(Assignment): Search for the word "headlight" in the entries. Each line that holds it should be copied.

=======

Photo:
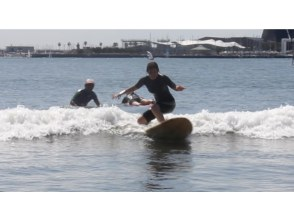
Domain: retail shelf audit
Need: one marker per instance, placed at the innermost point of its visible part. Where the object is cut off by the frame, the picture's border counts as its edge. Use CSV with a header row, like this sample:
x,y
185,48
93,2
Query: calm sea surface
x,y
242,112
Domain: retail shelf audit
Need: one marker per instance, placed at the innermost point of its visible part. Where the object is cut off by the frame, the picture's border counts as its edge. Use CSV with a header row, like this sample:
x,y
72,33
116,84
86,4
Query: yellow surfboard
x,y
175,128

=======

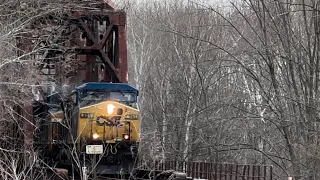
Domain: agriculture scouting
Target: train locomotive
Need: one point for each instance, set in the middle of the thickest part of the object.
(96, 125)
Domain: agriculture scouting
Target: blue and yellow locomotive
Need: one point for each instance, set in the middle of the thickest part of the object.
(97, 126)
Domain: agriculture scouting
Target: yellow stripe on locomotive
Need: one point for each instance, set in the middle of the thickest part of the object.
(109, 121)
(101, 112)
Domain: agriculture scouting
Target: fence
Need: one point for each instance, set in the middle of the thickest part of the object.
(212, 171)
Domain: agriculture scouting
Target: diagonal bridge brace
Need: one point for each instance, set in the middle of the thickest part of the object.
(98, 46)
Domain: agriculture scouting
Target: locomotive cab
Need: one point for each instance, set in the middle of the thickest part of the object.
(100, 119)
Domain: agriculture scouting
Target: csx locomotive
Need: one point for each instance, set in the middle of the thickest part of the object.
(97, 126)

=======

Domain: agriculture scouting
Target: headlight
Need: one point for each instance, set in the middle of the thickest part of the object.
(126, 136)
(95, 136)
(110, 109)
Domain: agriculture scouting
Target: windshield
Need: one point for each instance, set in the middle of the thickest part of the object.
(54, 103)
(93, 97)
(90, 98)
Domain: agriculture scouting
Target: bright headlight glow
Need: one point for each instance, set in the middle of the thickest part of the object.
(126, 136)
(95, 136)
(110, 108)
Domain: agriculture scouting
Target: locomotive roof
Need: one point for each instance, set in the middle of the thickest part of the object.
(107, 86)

=======

(Completed exercise):
Target: headlight
Target: bright headlight glow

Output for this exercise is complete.